• [SUPPLIED DATA]:
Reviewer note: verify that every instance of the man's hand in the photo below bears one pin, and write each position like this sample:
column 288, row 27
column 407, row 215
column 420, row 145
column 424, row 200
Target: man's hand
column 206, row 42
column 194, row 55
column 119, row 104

• [EXERCISE DIRECTIONS]:
Rewrite the listing above, changing "man's hand" to "person's hand" wherever it occurs and leaving everything else as it is.

• [CORRECT RESULT]:
Reviewer note: verify that every instance of the person's hand in the photo below bears one pin, and write each position like this sample:
column 288, row 27
column 407, row 215
column 420, row 145
column 424, row 200
Target: person's hand
column 206, row 42
column 194, row 55
column 119, row 104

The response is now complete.